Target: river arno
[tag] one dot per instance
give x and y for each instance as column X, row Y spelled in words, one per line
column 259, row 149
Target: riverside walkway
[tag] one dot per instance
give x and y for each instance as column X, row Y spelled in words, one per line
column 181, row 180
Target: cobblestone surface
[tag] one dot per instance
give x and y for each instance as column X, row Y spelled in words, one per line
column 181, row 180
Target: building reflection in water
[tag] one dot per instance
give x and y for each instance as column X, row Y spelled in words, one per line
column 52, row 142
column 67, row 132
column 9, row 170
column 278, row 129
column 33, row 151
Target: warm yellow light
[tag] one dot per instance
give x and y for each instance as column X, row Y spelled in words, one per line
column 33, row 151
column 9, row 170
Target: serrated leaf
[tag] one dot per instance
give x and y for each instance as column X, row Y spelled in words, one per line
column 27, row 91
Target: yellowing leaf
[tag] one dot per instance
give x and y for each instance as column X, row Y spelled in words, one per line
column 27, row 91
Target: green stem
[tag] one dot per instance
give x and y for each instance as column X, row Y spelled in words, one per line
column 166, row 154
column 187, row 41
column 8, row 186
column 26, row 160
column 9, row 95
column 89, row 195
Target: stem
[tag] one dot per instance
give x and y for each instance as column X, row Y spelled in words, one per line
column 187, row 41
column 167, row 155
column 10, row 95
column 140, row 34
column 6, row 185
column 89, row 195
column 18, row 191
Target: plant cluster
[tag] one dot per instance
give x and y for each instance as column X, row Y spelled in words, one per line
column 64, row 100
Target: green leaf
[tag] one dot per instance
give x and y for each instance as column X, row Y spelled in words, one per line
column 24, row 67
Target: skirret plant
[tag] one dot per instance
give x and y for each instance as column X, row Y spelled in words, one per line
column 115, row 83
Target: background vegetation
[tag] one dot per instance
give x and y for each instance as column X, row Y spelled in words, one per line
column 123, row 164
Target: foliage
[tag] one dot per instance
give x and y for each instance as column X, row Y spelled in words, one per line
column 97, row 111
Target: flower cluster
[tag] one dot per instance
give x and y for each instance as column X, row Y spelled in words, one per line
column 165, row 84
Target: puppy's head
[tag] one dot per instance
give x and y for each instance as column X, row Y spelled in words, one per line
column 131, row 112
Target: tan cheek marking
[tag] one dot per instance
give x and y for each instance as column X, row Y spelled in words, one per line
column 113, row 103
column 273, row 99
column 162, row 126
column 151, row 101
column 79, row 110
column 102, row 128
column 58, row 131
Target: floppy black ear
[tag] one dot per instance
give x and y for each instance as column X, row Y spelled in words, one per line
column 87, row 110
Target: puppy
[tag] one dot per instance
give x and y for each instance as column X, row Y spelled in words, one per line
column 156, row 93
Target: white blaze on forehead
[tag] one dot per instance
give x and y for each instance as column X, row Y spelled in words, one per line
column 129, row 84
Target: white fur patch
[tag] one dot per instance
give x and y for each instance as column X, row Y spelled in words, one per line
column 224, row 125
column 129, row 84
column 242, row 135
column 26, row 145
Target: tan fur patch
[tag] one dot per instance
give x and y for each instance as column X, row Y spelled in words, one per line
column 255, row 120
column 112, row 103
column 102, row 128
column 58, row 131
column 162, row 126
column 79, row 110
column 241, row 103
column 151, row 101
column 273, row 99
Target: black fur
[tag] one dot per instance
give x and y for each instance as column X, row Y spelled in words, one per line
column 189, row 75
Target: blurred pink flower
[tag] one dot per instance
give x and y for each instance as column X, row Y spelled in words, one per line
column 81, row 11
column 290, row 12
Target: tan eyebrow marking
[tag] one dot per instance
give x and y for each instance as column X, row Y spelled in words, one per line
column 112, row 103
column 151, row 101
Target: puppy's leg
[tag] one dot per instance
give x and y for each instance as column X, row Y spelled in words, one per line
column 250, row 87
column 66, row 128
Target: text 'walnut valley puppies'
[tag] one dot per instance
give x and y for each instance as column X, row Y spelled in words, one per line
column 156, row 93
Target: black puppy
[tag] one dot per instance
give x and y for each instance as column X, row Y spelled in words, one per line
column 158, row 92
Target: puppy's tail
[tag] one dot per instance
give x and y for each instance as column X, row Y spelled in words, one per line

==========

§ **Exercise objective**: Your answer should consist of the lines above that hold the word "leaf".

§ **Output for this exercise**:
Target: serrated leaf
Target: yellowing leaf
Target: green leaf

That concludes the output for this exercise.